* [Supplied passage]
== Segment start ==

I was somewhat discouraged by a conversation that rolled across my computer screen the other day. It started with a message from a physician with one of the sections of the American Academy of Pediatrics, exhorting members to get involved in the political debate and support the House of Representatives’ version of health care reform.
Immediately, the listserv messages started flying back and forth, not in favor of the measure, but against it. Some of those messages were well thought-out, expressing doubts about the process or just wanting to wait for details to emerge in a final bill before taking a stand. But others were frankly hostile to the physician and colleague who’d posted the original message.
I am not surprised that doctors have strong opinions. After all, it’s not easy going through all of our schooling and training, and education begets intellectual character. But in the middle of the most important debate in this decade and possibly decades to come, doctors–just like members of Congress–appear divided.
I suspect most concerns stem from the fact that if Medicare reimbursements decrease, as has been proposed in some versions of reform, some physicians’ income may go down. “We already pay enough for exorbitant malpractice protection, and we work an excessive number of hours,” some say. “Now they want to cut our pay?”

== Segment end ==

* [Exercise aim]
Check each statement against the passage about doctors and health care reform, answering yes or no and quoting the words from the passage that settle it. (a) The physician's original message urged members to support the Senate's version of health care reform. (b) Some replies were hostile to the physician who posted the original message. (c) The writer was surprised that doctors have strong opinions.

[Referring expression pointing data]

== Segment start ==

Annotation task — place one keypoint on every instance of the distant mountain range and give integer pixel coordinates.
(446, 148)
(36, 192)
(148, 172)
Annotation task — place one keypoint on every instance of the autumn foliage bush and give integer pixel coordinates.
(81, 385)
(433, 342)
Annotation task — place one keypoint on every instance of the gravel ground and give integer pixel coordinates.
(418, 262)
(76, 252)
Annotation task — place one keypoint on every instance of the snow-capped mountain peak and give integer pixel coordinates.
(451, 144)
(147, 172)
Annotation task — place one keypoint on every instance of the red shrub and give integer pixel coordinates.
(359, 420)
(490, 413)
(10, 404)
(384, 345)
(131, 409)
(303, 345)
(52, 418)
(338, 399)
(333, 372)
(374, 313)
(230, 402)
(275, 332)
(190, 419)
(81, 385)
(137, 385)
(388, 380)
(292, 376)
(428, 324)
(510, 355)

== Segment end ==

* [Result below]
(a) No: "support the House of Representatives’ version of health care reform."
(b) Yes: "But others were frankly hostile to the physician and colleague who’d posted the original message."
(c) No: "I am not surprised that doctors have strong opinions."